- _What is needed_: Recast each line of the listing below as a string in a JSON list, one string per line, skipping blank lines and leaving out the pictures.

- _Input_:
━━━━━━━━━━━━━━━━

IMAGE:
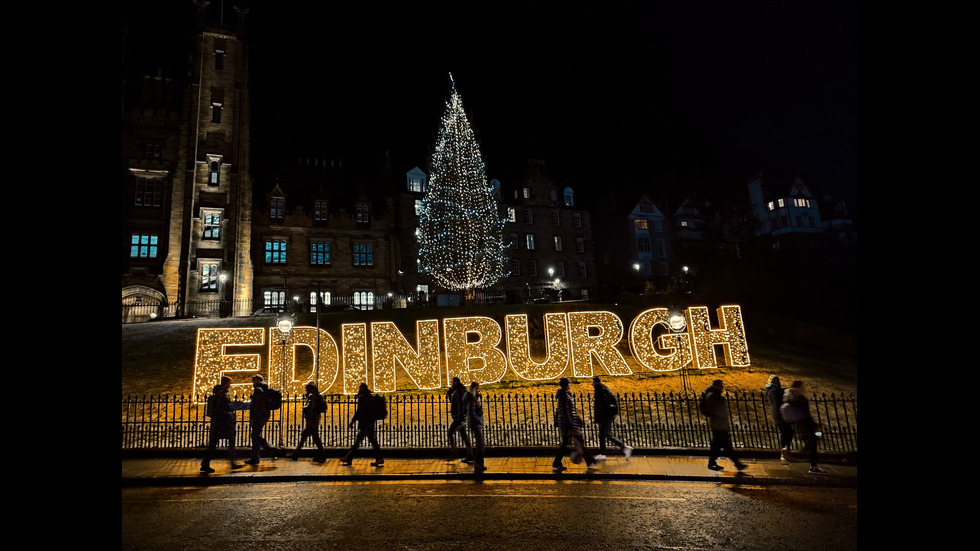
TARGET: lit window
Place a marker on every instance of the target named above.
(143, 245)
(320, 253)
(214, 172)
(275, 251)
(209, 276)
(364, 300)
(149, 192)
(212, 224)
(277, 208)
(324, 300)
(274, 299)
(363, 254)
(320, 211)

━━━━━━━━━━━━━━━━

- _Task output_:
[
  "IMAGE:",
  "TARGET: lit window",
  "Place a marker on every instance of the target named above.",
  "(143, 245)",
  "(320, 253)",
  "(214, 172)",
  "(275, 251)",
  "(209, 276)",
  "(364, 300)",
  "(149, 192)",
  "(212, 224)",
  "(277, 208)",
  "(324, 300)",
  "(274, 299)",
  "(363, 254)",
  "(320, 211)"
]